* start SELECTED PASSAGE *

# After you see this you will never Whine about.....



## patineto (Oct 28, 2005)

Carrying your tandem on a car...

I finally figure out a simple, easy way to carry the tandem on my motorcycle...









BMX Stem attaches to the 22mm tubes of the footpeg bracket like it was made for it.









Old manitou One fork tube serves as the main structural member









The manitou tube happen to be 1 1/8" so I connect a stem with a "highRise" to provide as much leg clearance as possible 









From there, I attach a 1 1/8" inch quill stem to the lower stem, this provide me some range of lateral adjustments if is necessary. .









Something like this, just to Illustrate the flexibility of the system.









Adjust & spread the members of the rear rack as much as possible, the front one next to the front bottom bracket, the rear one as far back as possible.









This is how the whole thing looks,









Sadly mounting the forks more forward will impair movement of the rider a little to much..









The Shy Gf as captain.









The super Gf as stocker.









Checking Knee, leg clearance even with my big, fat legs is no problem.









As wide as my shoulder are, is no really a clearance problem.









I only need to lose two 6 mm bolts and is gone, 5 seconds max.









hell I can almost keep attach to the bike since is so small









I when for a Ride and the whole thing is super stable, ready to go anywhere, except i did not have a place to go riding today.


----------



## back2basics (Jun 5, 2008)

Wow


----------



## Gregg K (Jan 12, 2004)

Brilliant! This deserves some high credits. 

I saw your other post in the Ibis forum. I never come over to the tandem forum. But I'm glad I did. 

You've got a lot of creativity.


----------



## patineto (Oct 28, 2005)

Gregg K said:


> Brilliant! This deserves some high credits.
> 
> I saw your other post in the Ibis forum. I never come over to the tandem forum. But I'm glad I did.
> 
> You've got a lot of creativity.


Thanks Gregg..

I'm just a firm believer that the brain is the "Muscle" that needs the most exercise..:madman:

Take a look at my picture gallery's *picture gallery's* for more fun stuff.

Actually this posting on the car forum is a great compendium of my rack works * No, No Cars > Motorbike + Bicycles = Happyness*


----------



## MichiganClydesdale (Mar 24, 2004)

*uuuuhhh, smart people make me feel, like, stupid or somethin*

uuuuhhh, smart people make me feel, like, stupid or something? ... Seriously, that's some cool smarts. hands to the roof props.

david


----------



## patineto (Oct 28, 2005)

MichiganClydesdale said:


> uuuuhhh, smart people make me feel, like, stupid or something? ... Seriously, that's some cool smarts. hands to the roof props.
> 
> david


Oh David is not as much about being smart, Is more about letting your neurons run wild with out much regard for the predetermine structures.

Pretty much anybody can do it, specially if they don't try to hard to control everything at ones and from the start.

Invention rides more like a "HoverCraft" than a "Bobsled" on a skinny track.


----------

* end SELECTED PASSAGE *

=== PROMPT ===
Pull the stretch from "Adjust & spread" through "back as possible." out of the thread on carrying a tandem on a motorcycle, word for word.

* start DATA EXTRACT *

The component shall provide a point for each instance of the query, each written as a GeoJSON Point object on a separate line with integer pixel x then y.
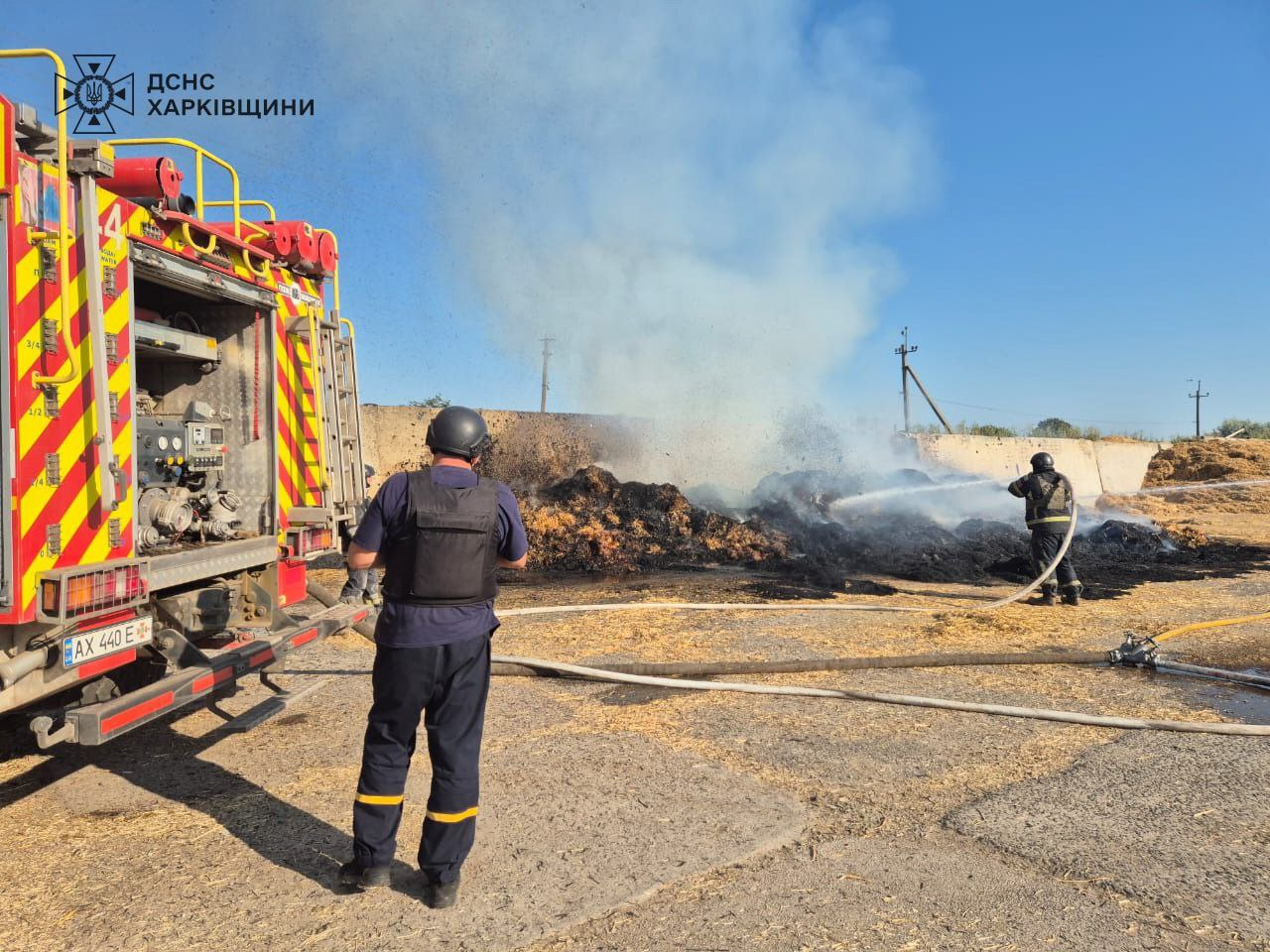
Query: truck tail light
{"type": "Point", "coordinates": [79, 593]}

* end DATA EXTRACT *

=== THE SOLUTION ===
Adjust & spread the members of the rear rack as much as possible, the front one next to the front bottom bracket, the rear one as far back as possible.